:: DATASET ROWS

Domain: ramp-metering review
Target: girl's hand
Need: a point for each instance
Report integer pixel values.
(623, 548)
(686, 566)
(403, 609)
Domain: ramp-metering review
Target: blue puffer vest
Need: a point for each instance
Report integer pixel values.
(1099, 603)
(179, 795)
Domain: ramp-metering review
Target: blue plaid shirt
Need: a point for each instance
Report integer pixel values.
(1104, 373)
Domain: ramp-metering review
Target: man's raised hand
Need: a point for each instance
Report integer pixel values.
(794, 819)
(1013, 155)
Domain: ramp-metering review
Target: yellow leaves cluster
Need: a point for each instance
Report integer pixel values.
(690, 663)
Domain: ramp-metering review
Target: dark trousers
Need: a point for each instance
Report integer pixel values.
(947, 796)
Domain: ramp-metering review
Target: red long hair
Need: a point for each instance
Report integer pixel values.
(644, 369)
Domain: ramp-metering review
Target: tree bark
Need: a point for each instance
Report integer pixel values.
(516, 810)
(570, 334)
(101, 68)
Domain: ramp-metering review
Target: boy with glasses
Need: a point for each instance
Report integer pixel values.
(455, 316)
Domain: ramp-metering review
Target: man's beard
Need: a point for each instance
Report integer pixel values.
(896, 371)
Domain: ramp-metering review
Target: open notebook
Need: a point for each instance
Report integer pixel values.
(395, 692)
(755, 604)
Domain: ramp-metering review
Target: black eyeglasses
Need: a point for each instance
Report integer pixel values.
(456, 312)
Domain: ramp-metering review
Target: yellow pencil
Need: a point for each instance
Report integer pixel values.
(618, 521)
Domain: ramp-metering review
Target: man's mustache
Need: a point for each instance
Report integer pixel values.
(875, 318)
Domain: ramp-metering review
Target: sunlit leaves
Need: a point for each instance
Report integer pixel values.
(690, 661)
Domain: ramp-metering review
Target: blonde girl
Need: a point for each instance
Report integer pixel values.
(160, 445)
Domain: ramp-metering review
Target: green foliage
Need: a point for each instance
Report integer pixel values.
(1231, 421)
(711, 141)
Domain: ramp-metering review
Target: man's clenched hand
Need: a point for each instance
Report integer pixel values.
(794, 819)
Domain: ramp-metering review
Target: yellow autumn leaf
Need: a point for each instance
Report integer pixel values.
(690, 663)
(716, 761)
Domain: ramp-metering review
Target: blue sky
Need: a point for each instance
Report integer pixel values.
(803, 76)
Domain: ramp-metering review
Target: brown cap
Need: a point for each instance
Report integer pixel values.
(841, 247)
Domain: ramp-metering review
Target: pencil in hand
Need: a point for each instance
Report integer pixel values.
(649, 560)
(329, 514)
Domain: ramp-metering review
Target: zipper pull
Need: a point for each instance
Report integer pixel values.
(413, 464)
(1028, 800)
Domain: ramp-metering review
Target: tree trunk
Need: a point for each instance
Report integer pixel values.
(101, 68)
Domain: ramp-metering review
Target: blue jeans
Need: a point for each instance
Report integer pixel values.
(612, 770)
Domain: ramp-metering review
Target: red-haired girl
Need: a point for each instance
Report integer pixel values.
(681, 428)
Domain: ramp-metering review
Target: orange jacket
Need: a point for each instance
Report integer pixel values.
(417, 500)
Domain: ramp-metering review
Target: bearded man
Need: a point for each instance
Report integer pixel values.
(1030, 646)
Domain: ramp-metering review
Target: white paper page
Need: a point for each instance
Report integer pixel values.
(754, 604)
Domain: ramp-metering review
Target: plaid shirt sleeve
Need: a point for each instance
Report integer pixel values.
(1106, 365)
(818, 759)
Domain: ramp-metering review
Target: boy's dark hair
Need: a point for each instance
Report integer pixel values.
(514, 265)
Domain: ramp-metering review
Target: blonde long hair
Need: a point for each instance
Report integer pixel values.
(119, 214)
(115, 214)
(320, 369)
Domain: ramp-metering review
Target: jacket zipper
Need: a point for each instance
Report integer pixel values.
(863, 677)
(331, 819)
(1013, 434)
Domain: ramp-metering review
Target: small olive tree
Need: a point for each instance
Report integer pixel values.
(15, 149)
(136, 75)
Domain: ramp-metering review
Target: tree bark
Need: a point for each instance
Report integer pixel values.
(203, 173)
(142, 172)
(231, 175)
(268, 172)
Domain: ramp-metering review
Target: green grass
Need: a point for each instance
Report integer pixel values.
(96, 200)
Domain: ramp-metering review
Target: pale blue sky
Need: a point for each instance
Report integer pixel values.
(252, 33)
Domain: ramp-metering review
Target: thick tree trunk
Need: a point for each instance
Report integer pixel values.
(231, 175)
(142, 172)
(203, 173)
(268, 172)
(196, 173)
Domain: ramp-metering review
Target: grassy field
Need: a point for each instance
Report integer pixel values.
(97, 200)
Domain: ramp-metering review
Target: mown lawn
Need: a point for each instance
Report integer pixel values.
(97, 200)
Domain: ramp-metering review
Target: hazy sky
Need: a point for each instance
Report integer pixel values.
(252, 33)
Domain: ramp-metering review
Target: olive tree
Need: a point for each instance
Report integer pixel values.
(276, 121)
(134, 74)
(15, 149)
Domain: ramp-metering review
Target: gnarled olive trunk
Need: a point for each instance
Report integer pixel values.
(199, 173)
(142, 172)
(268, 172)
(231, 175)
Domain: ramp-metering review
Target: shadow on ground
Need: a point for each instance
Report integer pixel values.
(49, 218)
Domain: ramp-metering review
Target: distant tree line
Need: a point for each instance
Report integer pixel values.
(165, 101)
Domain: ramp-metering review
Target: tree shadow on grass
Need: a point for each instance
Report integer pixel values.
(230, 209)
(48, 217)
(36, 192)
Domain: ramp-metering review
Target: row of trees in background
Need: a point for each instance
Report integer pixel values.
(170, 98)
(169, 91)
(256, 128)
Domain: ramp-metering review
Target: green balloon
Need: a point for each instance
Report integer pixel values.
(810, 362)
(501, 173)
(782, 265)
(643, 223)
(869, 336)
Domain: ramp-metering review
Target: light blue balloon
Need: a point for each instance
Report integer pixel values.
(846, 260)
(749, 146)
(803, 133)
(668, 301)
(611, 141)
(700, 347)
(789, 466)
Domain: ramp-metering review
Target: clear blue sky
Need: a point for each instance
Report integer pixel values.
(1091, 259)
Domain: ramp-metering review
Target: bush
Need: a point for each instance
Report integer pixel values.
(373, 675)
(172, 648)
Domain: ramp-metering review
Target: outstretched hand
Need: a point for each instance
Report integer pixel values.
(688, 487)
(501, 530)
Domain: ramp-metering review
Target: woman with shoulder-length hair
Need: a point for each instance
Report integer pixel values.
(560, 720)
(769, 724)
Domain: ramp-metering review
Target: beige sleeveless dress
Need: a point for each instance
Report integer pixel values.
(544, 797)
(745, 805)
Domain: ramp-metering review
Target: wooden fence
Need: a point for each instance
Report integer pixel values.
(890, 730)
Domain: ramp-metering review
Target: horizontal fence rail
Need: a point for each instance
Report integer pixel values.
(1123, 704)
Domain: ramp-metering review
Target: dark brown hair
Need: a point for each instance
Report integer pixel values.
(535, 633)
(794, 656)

::::

TASK: Output the lines above verbatim and in full.

TASK RESPONSE:
Domain: ramp-metering review
Target: girl's hand
Need: a point for each instance
Report integer pixel values.
(623, 548)
(686, 566)
(403, 609)
Domain: ramp-metering review
Target: blue puffer vest
Need: a point for each instance
Report integer pixel values.
(1099, 603)
(179, 795)
Domain: ramp-metering review
Target: blue plaid shirt
Need: a point for each instance
Report integer pixel values.
(1104, 373)
Domain: ramp-metering review
Target: man's raised hand
Need: a point for each instance
Report integer pixel values.
(794, 819)
(1013, 155)
Domain: ramp-metering review
Target: yellow leaves cluster
Need: a point for each instance
Report integer pixel values.
(690, 663)
Domain: ramp-metering review
Target: dark trousers
Need: a point for each instance
Report integer pixel values.
(947, 796)
Domain: ramp-metering review
Target: red long hair
Need: a point for each instance
Report integer pixel values.
(644, 369)
Domain: ramp-metering review
Target: tree bark
Need: a point for each instance
Report integer pixel values.
(516, 810)
(570, 334)
(101, 68)
Domain: ramp-metering review
Target: boy with glasses
Need: a point for each instance
Report integer pixel values.
(455, 316)
Domain: ramp-metering review
Target: man's beard
Need: a point for each instance
Report integer pixel values.
(896, 371)
Domain: ramp-metering review
Target: open notebook
Need: a point for each instance
Report integer pixel values.
(395, 692)
(755, 604)
Domain: ramp-metering review
Target: black eyeglasses
Need: a point for each instance
Report integer pixel values.
(456, 312)
Domain: ramp-metering review
Target: yellow pencil
Need: a point for each instance
Report integer pixel values.
(618, 521)
Domain: ramp-metering review
Target: man's mustache
Need: a point for each instance
Report integer pixel values.
(875, 318)
Domain: ramp-metering review
Target: sunlit leaves
Need: a point for each instance
Report integer pixel values.
(690, 661)
Domain: ramp-metering review
Target: blonde girl
Need: a point for each instance
Report integer pixel values.
(160, 445)
Domain: ramp-metering review
Target: green foliage
Need: a point for each instance
Report integer pixel values.
(1231, 421)
(711, 141)
Domain: ramp-metering review
Target: man's clenched hand
Need: a point for each instance
Report integer pixel values.
(794, 819)
Domain: ramp-metering review
Target: yellow autumn leaf
Need: a point for each instance
Report integer pixel values.
(690, 663)
(716, 761)
Domain: ramp-metering review
Target: blue sky
Need: a point for each instance
Report integer pixel values.
(803, 76)
Domain: ramp-metering review
Target: brown cap
Need: a point for each instance
Report integer pixel values.
(841, 247)
Domain: ramp-metering review
Target: pencil in hand
Need: a point for each instance
Report integer pixel values.
(649, 560)
(329, 514)
Domain: ramp-metering review
Target: zipper pull
Need: a point for each instance
Report integer pixel values.
(413, 464)
(1028, 800)
Domain: ramp-metering review
Target: tree trunk
Need: a point for each instance
Report integer pixel values.
(101, 68)
Domain: ramp-metering review
Target: blue jeans
Need: a point for each instance
Report integer pixel values.
(612, 770)
Domain: ramp-metering review
Target: red-haired girl
Need: a point for each instance
Report integer pixel values.
(681, 428)
Domain: ramp-metering review
Target: orange jacket
Need: a point for each instance
Report integer pixel values.
(417, 500)
Domain: ramp-metering review
Target: bearded man
Need: a point for each instance
Report integer pixel values.
(1030, 646)
Domain: ramp-metering review
Target: white paper page
Need: a point for each instance
Report integer pixel values.
(754, 604)
Domain: ramp-metering review
Target: plaid shirt sleeve
Need: a point for each instance
Report integer pixel values.
(1106, 365)
(818, 759)
Domain: ramp-metering review
Target: boy's dark hair
Need: a point for each instance
Report integer pixel values.
(514, 265)
Domain: ramp-metering review
Target: blonde long hair
Need: a point for each instance
Report integer pixel values.
(119, 214)
(115, 214)
(320, 369)
Domain: ramp-metering review
Target: jacket zipper
Need: a point for each instance
Report integer pixel values.
(863, 677)
(331, 819)
(1013, 434)
Domain: ramp-metering review
Target: small olive tree
Need: a point for each instance
Report integer pixel values.
(15, 149)
(136, 75)
Domain: ramp-metering review
Target: tree bark
Need: a point for each instance
Report integer pixel values.
(203, 173)
(142, 172)
(231, 175)
(268, 172)
Domain: ramp-metering review
Target: green grass
Need: a point for each instance
Report integer pixel values.
(96, 200)
Domain: ramp-metering review
Target: pale blue sky
Need: a point for each instance
Report integer pixel values.
(252, 33)
Domain: ramp-metering review
Target: thick tree trunk
Need: a point for each instance
Report integer pixel values.
(231, 175)
(142, 172)
(203, 173)
(268, 172)
(196, 173)
Domain: ramp-metering review
Target: grassy field
Need: a point for each instance
Report integer pixel values.
(97, 200)
Domain: ramp-metering review
Target: mown lawn
Need: a point for each instance
Report integer pixel values.
(97, 200)
Domain: ramp-metering review
Target: hazy sky
Need: a point for each instance
Report integer pixel values.
(252, 33)
Domain: ramp-metering review
Target: olive tree
Need: a point for each instance
Report integer pixel values.
(276, 121)
(134, 74)
(15, 149)
Domain: ramp-metering review
Target: gnarled olive trunk
Need: a point for each instance
Report integer pixel values.
(199, 173)
(142, 172)
(268, 172)
(231, 175)
Domain: ramp-metering review
Target: shadow on ground
Need: a point for each instance
Report integer pixel values.
(49, 218)
Domain: ramp-metering review
Target: distant tree line
Need: a point for each instance
Report integer pixel values.
(165, 101)
Domain: ramp-metering review
Target: tree shadow on grass
Need: a point for each instance
Report integer pixel values.
(230, 209)
(48, 217)
(36, 192)
Domain: ramp-metering review
Target: row of trees in background
Need: a point for each instance
Report integer pixel values.
(170, 98)
(169, 91)
(256, 128)
Domain: ramp-metering review
Target: green balloon
Need: a point for each instance
Report integer pixel values.
(810, 362)
(501, 173)
(782, 265)
(643, 223)
(869, 336)
Domain: ramp-metering review
Target: light blue balloon
Need: a point for each instance
Report integer pixel values.
(846, 260)
(749, 146)
(803, 133)
(668, 301)
(611, 141)
(700, 347)
(789, 466)
Domain: ramp-metering review
Target: clear blue sky
Need: a point for each instance
Report integer pixel values.
(1091, 259)
Domain: ramp-metering review
Target: bush
Need: a point for each instance
Report integer pixel values.
(373, 675)
(172, 648)
Domain: ramp-metering review
Target: outstretched hand
Need: a point for each instance
Report integer pixel values.
(688, 487)
(501, 530)
Domain: ramp-metering review
Target: woman with shoulder-length hair
Need: a point for each instance
Report integer pixel values.
(560, 720)
(769, 724)
Domain: ramp-metering review
Target: beige sleeveless dress
Need: a point for each instance
Report integer pixel values.
(544, 797)
(745, 805)
Domain: ramp-metering review
Target: wooden fence
Need: a point for each instance
Report integer pixel values.
(890, 730)
Domain: ramp-metering review
Target: horizontal fence rail
Need: a point for each instance
Report integer pixel values.
(1123, 704)
Domain: ramp-metering review
Target: dark brown hair
Need: a point for each instance
Report integer pixel values.
(535, 633)
(794, 656)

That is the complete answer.